Reproduce the data below verbatim, starting with the line that contains "Pin a point on every instance of the stroller storage" and ending with the line that contains "(1020, 821)", including both of those lines and no others.

Records:
──────────────────────────────

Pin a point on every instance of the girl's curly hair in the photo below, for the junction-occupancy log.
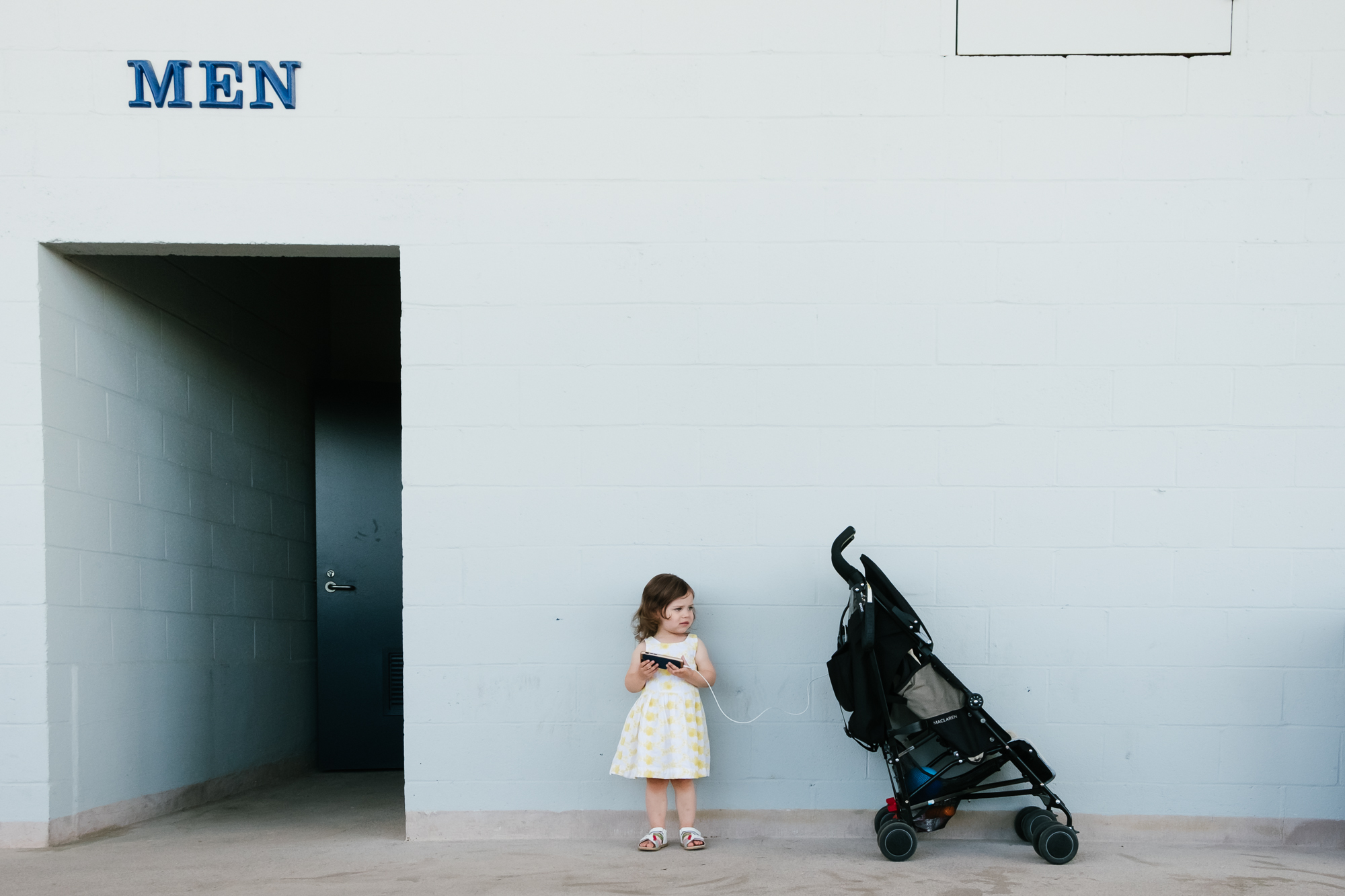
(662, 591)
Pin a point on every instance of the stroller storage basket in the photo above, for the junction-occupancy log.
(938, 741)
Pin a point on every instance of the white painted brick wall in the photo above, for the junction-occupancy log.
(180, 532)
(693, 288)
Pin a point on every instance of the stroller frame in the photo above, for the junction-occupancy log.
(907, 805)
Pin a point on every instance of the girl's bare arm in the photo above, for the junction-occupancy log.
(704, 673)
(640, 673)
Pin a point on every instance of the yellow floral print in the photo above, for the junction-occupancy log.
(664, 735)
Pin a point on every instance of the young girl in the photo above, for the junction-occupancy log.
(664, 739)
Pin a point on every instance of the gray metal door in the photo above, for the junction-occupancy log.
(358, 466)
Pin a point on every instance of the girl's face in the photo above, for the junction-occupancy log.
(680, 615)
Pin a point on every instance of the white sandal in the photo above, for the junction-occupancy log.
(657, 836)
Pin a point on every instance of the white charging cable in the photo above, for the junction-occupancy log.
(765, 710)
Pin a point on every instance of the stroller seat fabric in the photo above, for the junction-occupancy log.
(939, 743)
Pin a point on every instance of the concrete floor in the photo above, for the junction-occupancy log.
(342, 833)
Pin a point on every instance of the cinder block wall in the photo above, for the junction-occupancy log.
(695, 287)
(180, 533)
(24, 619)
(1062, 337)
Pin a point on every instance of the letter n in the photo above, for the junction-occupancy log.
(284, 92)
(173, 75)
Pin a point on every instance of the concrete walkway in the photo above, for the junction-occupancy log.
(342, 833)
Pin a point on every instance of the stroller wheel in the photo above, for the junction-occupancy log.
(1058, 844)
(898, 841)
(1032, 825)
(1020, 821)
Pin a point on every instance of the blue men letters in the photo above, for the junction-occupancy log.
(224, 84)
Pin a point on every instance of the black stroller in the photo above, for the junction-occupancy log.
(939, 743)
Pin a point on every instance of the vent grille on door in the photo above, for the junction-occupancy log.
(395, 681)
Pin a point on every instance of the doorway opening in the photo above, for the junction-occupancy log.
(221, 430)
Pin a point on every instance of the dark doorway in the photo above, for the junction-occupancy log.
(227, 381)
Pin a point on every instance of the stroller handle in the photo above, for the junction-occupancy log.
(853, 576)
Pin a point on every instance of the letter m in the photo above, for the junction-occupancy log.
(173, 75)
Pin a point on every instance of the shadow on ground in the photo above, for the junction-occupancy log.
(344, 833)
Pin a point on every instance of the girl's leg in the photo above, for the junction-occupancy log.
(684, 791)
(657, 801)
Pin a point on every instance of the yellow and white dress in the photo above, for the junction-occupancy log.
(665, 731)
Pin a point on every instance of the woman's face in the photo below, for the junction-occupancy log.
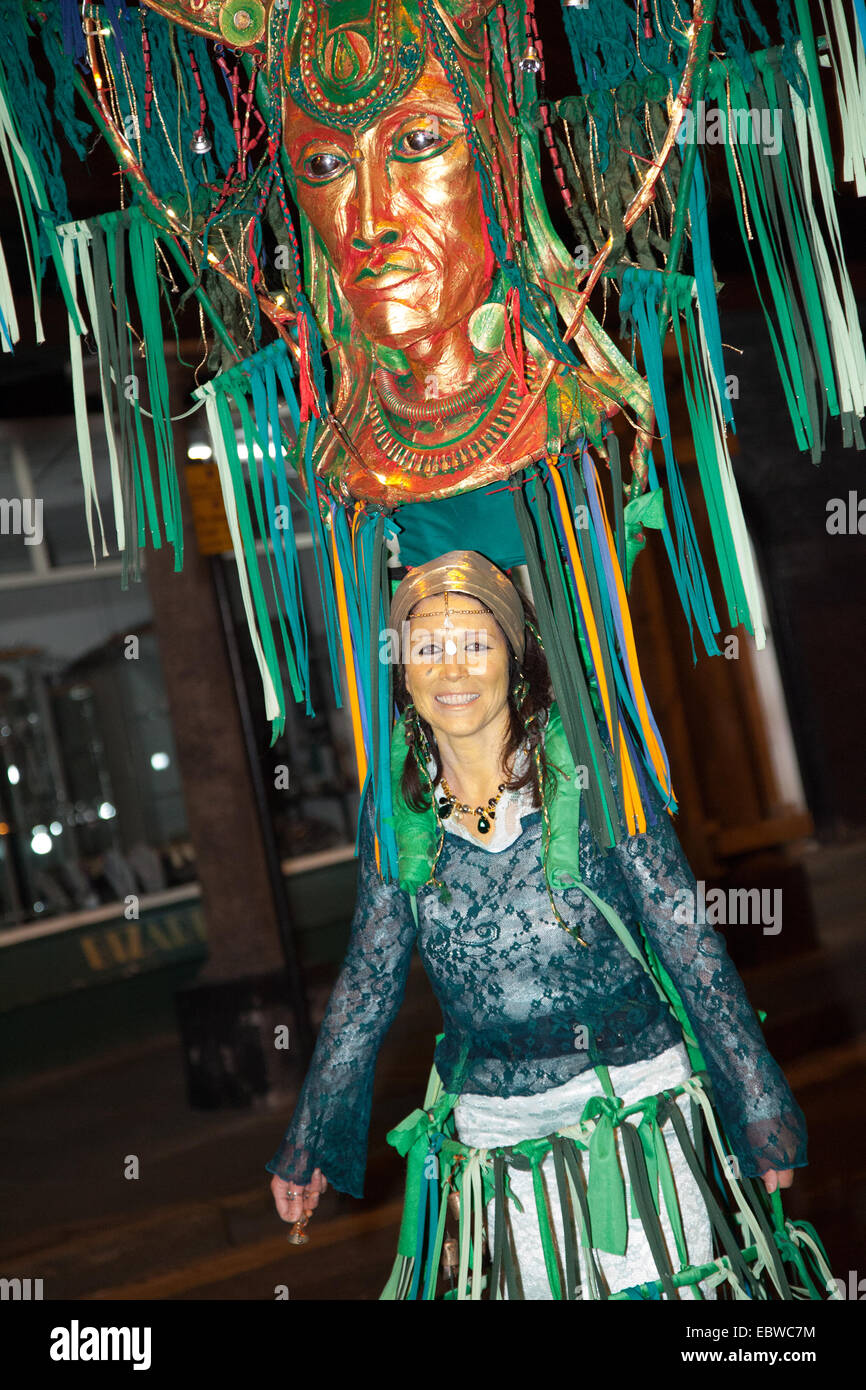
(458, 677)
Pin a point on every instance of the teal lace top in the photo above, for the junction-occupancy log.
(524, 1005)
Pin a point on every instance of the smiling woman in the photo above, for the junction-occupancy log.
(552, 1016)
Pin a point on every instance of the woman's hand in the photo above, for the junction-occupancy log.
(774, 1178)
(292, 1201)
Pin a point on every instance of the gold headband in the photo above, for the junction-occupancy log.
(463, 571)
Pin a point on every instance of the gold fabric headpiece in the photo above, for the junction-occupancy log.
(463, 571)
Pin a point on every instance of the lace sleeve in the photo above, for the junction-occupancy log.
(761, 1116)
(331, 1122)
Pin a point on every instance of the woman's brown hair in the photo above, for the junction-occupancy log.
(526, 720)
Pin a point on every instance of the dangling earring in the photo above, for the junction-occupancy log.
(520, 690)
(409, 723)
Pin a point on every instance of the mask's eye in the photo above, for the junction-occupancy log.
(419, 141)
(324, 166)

──────────────────────────────

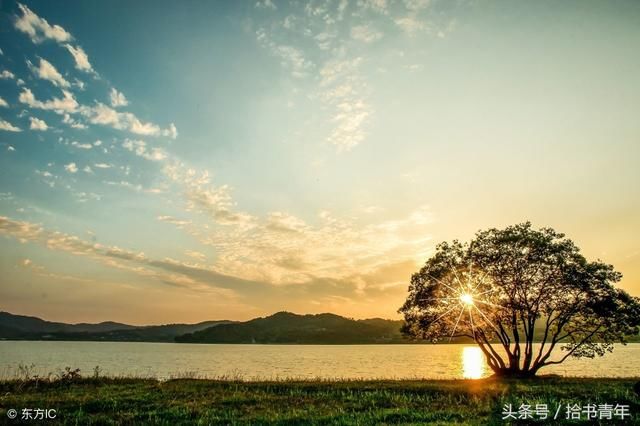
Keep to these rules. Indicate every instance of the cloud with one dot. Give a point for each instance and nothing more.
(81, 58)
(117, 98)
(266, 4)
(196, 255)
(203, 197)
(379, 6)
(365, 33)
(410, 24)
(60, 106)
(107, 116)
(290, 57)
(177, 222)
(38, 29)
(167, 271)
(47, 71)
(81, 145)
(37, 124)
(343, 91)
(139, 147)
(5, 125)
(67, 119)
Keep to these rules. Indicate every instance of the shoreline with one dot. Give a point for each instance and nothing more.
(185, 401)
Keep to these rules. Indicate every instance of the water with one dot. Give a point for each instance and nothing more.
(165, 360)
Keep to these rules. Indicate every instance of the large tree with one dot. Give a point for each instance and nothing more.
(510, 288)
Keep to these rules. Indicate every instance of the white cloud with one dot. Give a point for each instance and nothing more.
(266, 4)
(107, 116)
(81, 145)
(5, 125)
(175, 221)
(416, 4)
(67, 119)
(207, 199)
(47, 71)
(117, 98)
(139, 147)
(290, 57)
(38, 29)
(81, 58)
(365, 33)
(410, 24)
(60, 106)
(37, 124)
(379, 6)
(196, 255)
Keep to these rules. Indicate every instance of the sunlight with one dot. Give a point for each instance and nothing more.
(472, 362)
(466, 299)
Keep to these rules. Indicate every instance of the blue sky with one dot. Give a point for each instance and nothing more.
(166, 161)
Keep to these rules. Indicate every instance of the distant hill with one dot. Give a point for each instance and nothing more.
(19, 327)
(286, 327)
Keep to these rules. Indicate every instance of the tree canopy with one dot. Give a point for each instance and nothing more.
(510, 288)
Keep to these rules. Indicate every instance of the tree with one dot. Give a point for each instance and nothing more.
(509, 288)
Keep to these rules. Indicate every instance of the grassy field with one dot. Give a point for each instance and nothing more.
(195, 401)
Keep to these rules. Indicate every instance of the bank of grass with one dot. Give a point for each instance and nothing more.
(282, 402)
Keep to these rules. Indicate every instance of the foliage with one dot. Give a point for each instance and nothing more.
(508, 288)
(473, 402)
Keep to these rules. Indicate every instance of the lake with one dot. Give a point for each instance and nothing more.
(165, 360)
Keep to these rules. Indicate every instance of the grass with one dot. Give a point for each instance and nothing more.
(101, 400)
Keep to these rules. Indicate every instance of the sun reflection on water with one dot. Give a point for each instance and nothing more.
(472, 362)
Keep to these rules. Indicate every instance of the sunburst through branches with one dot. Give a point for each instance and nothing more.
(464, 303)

──────────────────────────────

**Task result**
Pin a point on every instance of the stroller storage basket in the photo above, for the junction-occupancy log.
(938, 741)
Pin a point on every instance of the white painted brick wall in the photo above, for the junction-occupancy log.
(180, 532)
(693, 288)
Pin a point on every instance of the stroller frame in the photo above, for the junction-occupancy log.
(907, 805)
Pin a point on every instance of the girl's bare arm in the photo above, for the junction-occupancy log.
(704, 673)
(640, 673)
Pin a point on every instance of the yellow floral print in the photo above, for the junction-occupancy log.
(664, 735)
Pin a point on every instance of the young girl in the photo above, for the junction-occupancy log.
(664, 739)
Pin a point on every instance of the gray metal door in the photo above, for the junction-occupancy log.
(358, 466)
Pin a point on every instance of the girl's face in the photo above, for the junction-occupancy log.
(680, 615)
Pin a point on every instance of the white sandal in the photo above, for the junction-occupancy log.
(657, 836)
Pin a point on every instance of the white charging cable in the photo above, for the junction-occupancy log.
(765, 710)
Pin a point on every instance of the stroller seat fabric in the photo above, for the junction-occupancy log.
(939, 743)
Pin a point on every instance of the concrete floor in the photo above, for the junction-occupancy log.
(342, 833)
Pin a point on every instance of the cinder block wall in the photo above, for the junction-occupancy log.
(695, 287)
(180, 533)
(24, 619)
(1062, 337)
Pin a point on every instance of the letter n in the photo above, for the junction-occupancy log.
(284, 92)
(173, 75)
Pin a point on every instance of the concrete walkway in the photo above, for the junction-occupancy log.
(342, 833)
Pin a point on every instance of the stroller wheel in the photo above, for the junction-occupancy log.
(1058, 844)
(898, 841)
(1032, 825)
(1020, 821)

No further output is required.